TESTO DELLA PAGINA =
^^^^^^^^^^^^^^^^
L'ex ministro, nell'articolo pubblicato da Il Foglio, fa un elenco degli ospiti dell'ultima stagione del programma rubricando ognuno di essi nella lista di uno schieramento politico e notando, con un po' di malizia (come se non fosse già evidente), che la prevalenza netta è della schiera proveniente, come dice lui, dal "Mar Rosso":

 In 60 puntate, dal 30 settembre 2012 allo scorso 26 maggio, i personaggi ospiti del programma sono così distribuiti: Partito democratico (inclusi due membri del governo Letta in quota Pd) 15. Sinistra ecologia e libertà (incluso il presidente della Camera) 3. Popolo della libertà (incluso un membro del governo Letta) 2 (due). Contando Cgil e Fiom (due) siamo 20 alla sinistra, 2 al Pdl. Questo senza contare per esempio Massimo Mucchetti, che al tempo era un giornalista “indipendente” e poi è diventato senatore del Pd, e Luigi Manconi, qualificato come sociologo e poi senatore Pd, e lasciando perdere per il momento gli intellettuali e gli uomini di spettacoli, pescati casualmente tutti nel Mar Rar Rosso.

Il presupposto del pezzo, titolato spassosamente "Inchiestina (con slide) sulla banda Fazio e sul marchettificio di ‘Che tempo che fa'", non ha solo come obiettivo quello di evidenziare la tendenza politica della squadra del programma, quanto più che altro indirizzare la questione sul versante del mancato rispetto delle regole, in base ad un criterio, quello del  servizio pubblico "il quale dovrebbe essere l’essenza della Rai, ed è normato da precise disposizioni che dovrebbero garantire la ‘par condicio', anche fuori dai periodi elettorali". Poi l'indirizzo principale della questione si sposta proprio su Michele Serra:

Piace qui ricordare questo suo aforisma: “Mi descrivo così: sono un giornalista dalla raffinata vena ironica. Sono anche autore televisivo di trasmissioni di successo. Un esempio? ‘Che tempo che fa’”. La raffinata vena ironica c’è senz’altro, e siccome se l’è presa tutta lui, noi ci accontentiamo di un prosaico e santoriano vaffanbicchiere. Comodo fare lo spiritoso con il canone di quelli che poi prendi per i fondelli con i tuoi moraleggiamenti del birignao.

Per non risparmiare proprio alcun membro della compagine, l'ex Ministro accusa di partigianeria anche Massimo Gramellini, vicedirettore de La Stampa ed ospite fisso del sabato sera di Fabio Fazio da oramai due anni. Arringa tentando di spostare l'attenzione ancora sull'irregolarità, l'asimmetria del programma rispetto ai presupposti base del servizio pubblico:

Gramellini è nel cast di una trasmissione dove il medesimo Fazio l’ha omaggiato di una pubblicità con un’intervista adorante che ha lanciato il suo romanzo (5 marzo 2012). (Il 17 febbraio del 2013 sarà lui a ricambiare intervistando Fazio e la Littizzetto sul loro successo a Sanremo, sempre a “Che tempo che fa”). Forse non è conflitto di interesse, ma senz’altro marchetta democratica. Il tempo che fa è roba loro, altro che servizio pubblico, e l’hanno fregato, con l’aria di fargli un piacere, a chi paga il canone.
^^^^^^^^^^^^^^^^
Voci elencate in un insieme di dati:
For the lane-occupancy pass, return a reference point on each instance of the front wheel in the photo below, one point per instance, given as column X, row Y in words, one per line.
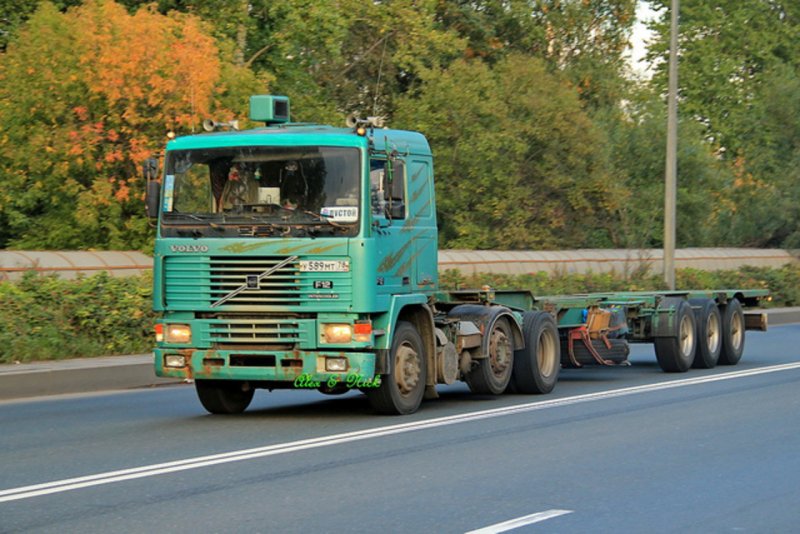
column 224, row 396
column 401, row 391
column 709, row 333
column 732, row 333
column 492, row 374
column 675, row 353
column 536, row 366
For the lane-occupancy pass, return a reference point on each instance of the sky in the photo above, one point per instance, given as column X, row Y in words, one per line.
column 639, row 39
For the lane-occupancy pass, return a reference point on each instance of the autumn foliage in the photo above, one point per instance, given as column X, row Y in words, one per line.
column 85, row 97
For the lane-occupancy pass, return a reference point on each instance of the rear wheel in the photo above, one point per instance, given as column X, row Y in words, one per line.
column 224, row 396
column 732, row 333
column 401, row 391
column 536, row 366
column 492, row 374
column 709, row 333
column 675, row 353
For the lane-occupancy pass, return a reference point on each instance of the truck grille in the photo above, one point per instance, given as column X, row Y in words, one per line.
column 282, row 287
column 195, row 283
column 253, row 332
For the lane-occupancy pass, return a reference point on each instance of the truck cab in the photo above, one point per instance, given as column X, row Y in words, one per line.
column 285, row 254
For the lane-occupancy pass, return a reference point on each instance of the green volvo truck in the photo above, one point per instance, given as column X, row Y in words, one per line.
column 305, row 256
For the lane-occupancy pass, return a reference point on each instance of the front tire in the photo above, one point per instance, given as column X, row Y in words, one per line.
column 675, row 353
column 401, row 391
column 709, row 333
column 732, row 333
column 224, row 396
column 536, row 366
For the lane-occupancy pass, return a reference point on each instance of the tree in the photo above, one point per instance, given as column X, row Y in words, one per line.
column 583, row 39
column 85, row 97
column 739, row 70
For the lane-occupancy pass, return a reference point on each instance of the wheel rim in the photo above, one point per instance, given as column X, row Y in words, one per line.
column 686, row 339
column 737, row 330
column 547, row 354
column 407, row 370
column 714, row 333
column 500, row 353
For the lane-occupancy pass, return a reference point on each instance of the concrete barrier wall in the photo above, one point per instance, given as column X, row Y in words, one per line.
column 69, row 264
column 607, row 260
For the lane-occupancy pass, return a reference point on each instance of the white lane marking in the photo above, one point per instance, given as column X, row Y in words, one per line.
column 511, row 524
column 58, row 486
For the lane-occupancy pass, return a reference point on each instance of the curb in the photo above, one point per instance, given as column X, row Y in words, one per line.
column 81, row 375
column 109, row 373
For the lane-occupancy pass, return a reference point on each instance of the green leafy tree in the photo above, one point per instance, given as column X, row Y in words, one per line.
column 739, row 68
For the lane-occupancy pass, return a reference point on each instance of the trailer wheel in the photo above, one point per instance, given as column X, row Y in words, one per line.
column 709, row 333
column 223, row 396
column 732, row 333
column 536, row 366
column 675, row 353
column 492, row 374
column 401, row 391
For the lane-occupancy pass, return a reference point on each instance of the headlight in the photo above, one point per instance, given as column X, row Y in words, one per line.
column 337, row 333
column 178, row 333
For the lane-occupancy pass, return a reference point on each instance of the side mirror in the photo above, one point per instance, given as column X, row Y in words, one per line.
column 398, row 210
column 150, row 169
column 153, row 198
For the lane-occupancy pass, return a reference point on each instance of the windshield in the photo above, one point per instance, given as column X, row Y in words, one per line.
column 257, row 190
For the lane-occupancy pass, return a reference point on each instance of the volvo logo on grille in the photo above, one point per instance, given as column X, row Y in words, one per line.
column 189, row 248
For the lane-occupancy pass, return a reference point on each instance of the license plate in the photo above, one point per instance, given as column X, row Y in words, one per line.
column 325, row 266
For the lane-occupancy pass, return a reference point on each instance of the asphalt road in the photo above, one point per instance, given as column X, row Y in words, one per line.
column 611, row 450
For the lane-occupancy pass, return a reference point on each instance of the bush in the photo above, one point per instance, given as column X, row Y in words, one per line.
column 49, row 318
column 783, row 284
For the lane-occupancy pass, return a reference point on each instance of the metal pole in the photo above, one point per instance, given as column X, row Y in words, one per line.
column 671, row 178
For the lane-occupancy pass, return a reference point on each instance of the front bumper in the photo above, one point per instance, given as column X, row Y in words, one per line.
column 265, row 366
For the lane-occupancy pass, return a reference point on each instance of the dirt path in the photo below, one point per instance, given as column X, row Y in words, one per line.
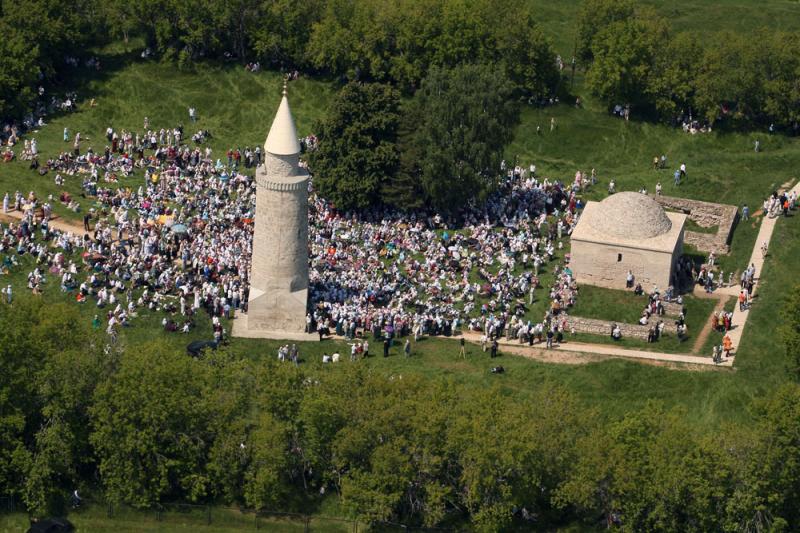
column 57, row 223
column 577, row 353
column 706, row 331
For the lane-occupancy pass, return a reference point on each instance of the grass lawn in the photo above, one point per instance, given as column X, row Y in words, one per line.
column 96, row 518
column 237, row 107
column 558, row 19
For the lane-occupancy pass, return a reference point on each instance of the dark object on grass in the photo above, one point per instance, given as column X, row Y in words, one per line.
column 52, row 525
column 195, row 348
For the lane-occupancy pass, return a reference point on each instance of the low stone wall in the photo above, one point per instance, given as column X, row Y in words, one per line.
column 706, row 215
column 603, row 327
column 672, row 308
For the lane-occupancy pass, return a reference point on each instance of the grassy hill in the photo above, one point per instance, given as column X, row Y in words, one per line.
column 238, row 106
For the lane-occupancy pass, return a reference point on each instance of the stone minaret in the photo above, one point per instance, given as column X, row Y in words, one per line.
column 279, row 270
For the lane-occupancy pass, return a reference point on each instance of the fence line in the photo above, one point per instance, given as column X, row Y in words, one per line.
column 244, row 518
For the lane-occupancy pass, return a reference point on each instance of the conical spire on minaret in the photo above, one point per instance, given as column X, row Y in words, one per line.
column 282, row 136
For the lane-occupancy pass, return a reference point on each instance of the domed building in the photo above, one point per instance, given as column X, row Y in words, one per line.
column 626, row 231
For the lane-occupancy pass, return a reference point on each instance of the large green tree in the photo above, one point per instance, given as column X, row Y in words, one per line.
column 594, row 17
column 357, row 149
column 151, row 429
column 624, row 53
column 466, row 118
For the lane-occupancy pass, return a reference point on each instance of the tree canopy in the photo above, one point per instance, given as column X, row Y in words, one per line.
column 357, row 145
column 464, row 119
^^^^^^^^^^^^^^^^
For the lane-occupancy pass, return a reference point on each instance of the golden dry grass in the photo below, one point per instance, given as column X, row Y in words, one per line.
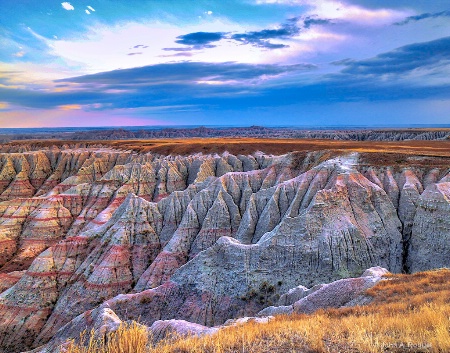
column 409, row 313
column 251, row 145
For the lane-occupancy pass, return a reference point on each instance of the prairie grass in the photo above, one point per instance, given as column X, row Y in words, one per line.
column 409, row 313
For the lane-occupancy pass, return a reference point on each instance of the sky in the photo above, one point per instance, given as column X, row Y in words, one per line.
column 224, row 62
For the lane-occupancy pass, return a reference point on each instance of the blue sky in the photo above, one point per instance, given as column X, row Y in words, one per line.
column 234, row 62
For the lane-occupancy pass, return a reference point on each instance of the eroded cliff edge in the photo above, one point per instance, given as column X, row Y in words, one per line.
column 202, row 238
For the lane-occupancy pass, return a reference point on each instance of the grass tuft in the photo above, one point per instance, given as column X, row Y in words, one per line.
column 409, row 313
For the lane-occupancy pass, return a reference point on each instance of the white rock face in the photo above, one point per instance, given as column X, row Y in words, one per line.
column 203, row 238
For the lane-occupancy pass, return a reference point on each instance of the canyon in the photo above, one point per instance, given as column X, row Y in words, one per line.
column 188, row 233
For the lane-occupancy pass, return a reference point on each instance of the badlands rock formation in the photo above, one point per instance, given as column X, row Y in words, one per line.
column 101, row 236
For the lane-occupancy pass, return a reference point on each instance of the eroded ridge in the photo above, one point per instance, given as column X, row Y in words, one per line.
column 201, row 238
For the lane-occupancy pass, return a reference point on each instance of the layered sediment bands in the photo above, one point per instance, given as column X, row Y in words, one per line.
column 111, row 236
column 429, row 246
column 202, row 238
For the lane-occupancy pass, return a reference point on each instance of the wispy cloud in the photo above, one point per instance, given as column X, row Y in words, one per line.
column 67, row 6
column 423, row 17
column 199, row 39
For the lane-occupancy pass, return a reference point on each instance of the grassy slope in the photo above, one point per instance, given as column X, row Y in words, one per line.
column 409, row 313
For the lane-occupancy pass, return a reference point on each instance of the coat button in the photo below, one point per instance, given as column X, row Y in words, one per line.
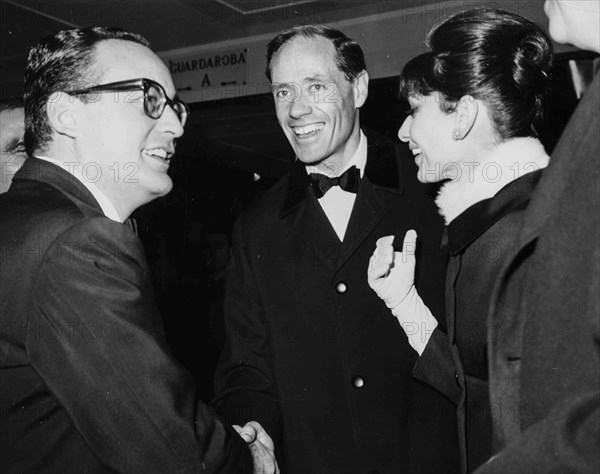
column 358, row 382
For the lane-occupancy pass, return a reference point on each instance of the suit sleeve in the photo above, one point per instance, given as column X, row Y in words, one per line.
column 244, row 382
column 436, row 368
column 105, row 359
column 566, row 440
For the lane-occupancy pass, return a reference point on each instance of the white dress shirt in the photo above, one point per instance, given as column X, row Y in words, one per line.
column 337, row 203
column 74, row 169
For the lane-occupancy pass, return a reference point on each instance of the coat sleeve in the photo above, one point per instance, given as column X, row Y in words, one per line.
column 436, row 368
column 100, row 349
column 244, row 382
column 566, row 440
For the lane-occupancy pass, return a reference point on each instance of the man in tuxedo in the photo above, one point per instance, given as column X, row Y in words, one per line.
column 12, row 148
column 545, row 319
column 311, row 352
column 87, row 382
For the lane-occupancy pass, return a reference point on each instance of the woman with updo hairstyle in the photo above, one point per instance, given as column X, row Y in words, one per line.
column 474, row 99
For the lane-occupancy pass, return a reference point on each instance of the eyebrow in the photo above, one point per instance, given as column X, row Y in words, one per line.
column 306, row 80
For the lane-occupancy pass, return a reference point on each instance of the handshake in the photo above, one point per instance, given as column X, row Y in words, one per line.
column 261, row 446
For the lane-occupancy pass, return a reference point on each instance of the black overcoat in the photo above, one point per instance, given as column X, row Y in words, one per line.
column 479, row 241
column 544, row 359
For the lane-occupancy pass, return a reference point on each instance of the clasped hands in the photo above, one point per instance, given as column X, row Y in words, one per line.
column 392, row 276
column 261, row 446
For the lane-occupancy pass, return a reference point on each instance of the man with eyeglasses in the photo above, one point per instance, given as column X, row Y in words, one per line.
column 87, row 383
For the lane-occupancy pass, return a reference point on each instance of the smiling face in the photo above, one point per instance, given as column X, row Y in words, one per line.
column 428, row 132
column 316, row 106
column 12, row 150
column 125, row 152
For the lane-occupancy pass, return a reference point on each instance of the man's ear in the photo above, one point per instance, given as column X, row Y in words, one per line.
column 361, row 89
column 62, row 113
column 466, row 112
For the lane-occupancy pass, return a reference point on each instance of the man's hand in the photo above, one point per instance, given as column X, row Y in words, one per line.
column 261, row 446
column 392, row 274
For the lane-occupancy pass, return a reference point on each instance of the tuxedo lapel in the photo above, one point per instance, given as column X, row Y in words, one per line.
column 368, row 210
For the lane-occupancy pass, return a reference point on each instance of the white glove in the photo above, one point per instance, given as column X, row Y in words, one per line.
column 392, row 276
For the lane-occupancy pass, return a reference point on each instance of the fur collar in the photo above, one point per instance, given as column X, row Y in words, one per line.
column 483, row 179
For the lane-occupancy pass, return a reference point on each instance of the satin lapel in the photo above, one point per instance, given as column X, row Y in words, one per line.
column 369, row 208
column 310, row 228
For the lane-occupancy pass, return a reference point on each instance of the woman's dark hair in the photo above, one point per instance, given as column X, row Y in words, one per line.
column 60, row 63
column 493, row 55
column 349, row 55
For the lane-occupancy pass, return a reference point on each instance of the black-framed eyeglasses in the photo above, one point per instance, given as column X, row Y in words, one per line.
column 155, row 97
^^^^^^^^^^^^^^^^
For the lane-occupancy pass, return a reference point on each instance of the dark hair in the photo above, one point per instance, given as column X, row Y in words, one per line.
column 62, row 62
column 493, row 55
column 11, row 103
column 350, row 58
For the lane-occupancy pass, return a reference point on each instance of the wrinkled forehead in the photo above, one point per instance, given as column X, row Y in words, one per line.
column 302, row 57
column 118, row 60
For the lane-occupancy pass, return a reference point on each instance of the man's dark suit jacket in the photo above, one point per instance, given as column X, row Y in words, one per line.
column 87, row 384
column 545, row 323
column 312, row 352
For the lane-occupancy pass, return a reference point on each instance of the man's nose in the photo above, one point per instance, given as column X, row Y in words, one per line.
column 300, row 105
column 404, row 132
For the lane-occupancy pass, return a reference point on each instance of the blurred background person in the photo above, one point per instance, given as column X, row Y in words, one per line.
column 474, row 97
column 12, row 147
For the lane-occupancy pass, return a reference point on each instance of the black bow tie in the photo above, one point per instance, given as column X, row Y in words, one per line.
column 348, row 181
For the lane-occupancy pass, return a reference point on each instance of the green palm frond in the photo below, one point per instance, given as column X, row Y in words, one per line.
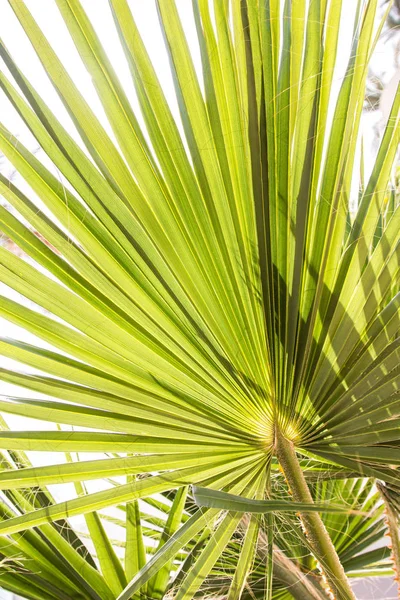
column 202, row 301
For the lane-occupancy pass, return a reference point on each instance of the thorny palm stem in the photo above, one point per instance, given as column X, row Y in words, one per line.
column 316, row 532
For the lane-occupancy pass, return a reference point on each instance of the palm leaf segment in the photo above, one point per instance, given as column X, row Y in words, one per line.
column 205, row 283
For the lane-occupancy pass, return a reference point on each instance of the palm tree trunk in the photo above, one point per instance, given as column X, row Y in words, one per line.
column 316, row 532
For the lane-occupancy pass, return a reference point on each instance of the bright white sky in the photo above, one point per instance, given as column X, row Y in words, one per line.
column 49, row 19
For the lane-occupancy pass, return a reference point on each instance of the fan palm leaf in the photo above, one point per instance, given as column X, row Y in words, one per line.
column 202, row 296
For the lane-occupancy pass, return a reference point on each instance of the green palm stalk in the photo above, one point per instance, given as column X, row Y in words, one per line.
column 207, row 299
^^^^^^^^^^^^^^^^
Riscrivi in forma più breve il paragrafo del testo della pagina che comincia con «Per non risparmiare proprio alcun membro», mantenendone i fatti principali.

RISULTATO DELL'ESERCIZIO = L'ex ministro accusa di partigianeria anche Massimo Gramellini, vicedirettore de La Stampa e da due anni ospite fisso del sabato sera di Fabio Fazio. Insiste così sull'irregolarità del programma, asimmetrico rispetto ai presupposti base del servizio pubblico.